■ **INSTRUCTIONS FOR THE TASK**
No line before the one containing "the lighthouse window" should appear; that line and all lines after it, through the end of the data, are to be set down exactly.

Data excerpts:
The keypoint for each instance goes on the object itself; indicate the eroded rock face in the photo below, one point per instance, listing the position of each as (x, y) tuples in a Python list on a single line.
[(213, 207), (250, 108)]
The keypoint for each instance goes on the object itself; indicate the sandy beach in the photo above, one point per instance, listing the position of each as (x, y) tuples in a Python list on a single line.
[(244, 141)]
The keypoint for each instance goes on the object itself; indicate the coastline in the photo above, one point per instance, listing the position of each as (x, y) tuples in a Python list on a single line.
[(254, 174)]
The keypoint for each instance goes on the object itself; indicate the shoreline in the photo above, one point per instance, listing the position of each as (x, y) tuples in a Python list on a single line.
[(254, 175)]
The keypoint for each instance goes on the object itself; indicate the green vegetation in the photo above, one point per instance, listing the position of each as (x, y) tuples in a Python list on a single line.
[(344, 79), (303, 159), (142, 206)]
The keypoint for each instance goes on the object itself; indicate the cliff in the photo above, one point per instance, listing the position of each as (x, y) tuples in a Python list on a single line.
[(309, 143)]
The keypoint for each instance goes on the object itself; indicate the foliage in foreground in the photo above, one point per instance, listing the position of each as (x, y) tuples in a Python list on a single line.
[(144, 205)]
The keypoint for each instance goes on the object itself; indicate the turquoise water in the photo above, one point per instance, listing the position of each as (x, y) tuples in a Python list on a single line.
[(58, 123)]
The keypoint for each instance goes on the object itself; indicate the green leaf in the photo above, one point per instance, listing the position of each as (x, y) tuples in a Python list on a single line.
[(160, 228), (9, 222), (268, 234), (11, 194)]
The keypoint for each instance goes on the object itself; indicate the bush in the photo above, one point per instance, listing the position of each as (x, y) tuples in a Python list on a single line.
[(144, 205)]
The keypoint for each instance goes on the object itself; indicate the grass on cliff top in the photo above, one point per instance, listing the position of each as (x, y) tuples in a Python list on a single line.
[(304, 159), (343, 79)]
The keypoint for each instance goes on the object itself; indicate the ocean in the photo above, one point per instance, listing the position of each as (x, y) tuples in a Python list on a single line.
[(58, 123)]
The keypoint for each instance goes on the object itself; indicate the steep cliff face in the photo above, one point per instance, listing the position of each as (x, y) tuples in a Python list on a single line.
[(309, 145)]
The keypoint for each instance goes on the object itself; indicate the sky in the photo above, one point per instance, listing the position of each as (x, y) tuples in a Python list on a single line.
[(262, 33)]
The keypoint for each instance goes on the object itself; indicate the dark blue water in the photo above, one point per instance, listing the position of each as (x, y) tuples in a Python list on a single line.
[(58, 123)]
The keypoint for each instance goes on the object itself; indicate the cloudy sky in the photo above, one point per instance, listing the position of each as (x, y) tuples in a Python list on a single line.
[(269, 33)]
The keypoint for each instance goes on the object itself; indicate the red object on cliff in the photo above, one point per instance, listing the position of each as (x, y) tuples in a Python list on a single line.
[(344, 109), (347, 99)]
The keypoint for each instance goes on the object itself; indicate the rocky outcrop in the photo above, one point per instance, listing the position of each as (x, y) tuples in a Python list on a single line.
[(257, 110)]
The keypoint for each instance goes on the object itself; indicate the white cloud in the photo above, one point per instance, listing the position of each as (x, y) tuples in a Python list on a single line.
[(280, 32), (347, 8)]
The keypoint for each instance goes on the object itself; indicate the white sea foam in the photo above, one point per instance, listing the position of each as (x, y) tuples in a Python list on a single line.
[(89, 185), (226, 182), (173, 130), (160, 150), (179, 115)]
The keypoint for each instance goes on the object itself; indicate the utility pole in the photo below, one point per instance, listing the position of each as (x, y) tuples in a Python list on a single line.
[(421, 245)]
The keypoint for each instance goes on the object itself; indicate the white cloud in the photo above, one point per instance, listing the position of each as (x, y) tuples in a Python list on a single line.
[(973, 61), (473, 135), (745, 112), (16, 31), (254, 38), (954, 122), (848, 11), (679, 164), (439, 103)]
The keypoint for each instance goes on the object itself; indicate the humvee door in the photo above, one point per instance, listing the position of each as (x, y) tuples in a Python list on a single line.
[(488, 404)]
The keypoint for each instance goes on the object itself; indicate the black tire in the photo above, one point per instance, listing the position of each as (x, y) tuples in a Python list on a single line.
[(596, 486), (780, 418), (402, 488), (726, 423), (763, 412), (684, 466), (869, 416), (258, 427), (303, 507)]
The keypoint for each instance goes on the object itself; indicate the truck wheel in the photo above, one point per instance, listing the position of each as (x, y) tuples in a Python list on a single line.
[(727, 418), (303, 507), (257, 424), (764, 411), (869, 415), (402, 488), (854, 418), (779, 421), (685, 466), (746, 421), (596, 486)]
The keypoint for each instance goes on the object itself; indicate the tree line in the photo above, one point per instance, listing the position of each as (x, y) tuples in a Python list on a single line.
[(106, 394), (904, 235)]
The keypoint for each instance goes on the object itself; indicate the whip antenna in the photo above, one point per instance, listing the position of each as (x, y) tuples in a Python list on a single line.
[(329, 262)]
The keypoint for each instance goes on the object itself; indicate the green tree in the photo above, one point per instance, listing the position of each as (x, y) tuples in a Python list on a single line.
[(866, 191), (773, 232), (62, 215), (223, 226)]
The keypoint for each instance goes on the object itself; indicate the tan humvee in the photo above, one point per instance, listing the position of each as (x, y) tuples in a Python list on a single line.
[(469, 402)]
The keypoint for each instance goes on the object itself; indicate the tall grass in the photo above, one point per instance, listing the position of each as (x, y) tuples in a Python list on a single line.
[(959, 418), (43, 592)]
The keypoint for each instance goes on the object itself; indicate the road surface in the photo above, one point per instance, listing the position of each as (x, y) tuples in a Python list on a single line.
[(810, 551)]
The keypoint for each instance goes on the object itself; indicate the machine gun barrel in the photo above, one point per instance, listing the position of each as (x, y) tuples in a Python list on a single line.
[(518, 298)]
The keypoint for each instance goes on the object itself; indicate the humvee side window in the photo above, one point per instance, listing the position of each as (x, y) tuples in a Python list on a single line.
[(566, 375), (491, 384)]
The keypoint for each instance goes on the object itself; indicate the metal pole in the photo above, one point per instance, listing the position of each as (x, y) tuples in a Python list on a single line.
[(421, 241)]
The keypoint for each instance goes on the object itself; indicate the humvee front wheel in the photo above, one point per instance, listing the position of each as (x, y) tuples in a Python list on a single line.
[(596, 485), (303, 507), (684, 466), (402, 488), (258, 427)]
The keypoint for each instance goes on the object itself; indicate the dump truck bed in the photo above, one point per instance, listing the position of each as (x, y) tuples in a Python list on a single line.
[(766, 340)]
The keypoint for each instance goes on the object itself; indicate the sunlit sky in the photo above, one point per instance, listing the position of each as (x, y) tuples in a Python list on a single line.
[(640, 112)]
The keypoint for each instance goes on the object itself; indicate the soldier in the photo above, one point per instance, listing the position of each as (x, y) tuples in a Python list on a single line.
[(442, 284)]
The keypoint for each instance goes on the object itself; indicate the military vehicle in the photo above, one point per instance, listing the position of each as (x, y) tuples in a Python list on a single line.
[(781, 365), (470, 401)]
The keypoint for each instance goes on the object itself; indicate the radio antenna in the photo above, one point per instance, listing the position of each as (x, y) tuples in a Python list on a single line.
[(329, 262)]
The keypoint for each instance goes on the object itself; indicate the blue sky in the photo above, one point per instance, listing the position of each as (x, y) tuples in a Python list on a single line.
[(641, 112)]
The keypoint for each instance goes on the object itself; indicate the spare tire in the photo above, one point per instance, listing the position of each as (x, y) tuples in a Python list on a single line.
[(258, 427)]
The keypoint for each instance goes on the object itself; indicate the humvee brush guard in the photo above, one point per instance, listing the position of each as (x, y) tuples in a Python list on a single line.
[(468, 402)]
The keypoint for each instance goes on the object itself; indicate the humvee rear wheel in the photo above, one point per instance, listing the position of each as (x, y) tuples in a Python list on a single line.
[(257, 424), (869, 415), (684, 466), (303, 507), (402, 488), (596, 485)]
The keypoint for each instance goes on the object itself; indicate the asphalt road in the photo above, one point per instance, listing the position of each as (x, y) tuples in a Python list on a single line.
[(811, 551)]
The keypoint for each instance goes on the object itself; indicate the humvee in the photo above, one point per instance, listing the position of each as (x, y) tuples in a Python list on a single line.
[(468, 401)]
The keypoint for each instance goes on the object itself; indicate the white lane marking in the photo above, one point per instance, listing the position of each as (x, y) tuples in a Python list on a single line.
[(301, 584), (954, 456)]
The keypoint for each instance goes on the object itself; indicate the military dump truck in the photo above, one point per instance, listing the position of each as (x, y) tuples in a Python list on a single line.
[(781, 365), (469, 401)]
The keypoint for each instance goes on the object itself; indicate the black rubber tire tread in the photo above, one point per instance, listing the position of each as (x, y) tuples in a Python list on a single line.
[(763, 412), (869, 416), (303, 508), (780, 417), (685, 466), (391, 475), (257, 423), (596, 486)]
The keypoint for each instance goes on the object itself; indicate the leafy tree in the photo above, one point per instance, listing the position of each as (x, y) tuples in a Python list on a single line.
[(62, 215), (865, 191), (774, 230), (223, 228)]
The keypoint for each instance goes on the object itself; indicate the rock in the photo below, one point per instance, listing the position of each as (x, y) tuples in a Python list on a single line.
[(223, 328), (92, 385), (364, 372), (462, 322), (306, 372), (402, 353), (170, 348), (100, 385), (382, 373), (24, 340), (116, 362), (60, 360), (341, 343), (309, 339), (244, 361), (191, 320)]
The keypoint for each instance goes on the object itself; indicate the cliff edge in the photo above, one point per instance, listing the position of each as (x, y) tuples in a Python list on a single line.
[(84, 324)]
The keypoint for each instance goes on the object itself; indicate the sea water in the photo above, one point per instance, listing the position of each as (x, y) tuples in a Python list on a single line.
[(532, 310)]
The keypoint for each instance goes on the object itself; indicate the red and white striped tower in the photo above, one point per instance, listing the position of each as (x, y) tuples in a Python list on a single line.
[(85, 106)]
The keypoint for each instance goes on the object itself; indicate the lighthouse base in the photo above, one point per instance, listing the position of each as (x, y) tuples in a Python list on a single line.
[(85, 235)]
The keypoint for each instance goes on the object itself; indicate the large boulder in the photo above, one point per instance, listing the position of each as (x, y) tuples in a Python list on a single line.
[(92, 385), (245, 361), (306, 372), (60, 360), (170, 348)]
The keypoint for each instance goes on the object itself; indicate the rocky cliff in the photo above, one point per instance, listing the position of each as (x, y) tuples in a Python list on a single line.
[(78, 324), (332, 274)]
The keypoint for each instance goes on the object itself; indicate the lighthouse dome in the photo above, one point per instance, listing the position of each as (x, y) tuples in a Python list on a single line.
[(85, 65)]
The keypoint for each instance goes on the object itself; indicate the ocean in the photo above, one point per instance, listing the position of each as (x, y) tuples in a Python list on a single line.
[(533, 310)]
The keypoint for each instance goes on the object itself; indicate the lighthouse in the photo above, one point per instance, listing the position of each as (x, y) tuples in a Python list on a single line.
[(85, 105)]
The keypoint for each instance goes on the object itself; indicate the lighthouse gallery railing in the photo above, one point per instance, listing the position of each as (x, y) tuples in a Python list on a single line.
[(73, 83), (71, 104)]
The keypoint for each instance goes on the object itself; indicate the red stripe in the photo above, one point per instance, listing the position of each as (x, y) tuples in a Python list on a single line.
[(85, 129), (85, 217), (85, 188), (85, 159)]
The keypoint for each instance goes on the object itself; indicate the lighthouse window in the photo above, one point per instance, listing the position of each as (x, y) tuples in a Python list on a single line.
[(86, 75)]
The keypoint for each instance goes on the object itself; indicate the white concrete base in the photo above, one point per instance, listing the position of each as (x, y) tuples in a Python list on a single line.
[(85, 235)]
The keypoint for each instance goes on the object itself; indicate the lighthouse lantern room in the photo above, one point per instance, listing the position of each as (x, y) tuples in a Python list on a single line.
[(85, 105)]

■ **ANSWER BELOW**
The keypoint for each instance goes on the object itself; indicate the lighthouse window in the photo above, one point per instance, listing the position of each as (x, y) tuples in a Python list on a single line.
[(86, 75)]
The keypoint for each instance goes on the object itself; indicate the white concrete base in the photo above, one point per instance, listing the position of each as (x, y) tuples in a Python list on a single line.
[(85, 235)]
The keypoint for each instance goes on the object itself; indicate the lighthouse lantern room in the photo above, one point per instance, listing the position of each as (x, y) tuples in a Python list on a single line.
[(85, 105)]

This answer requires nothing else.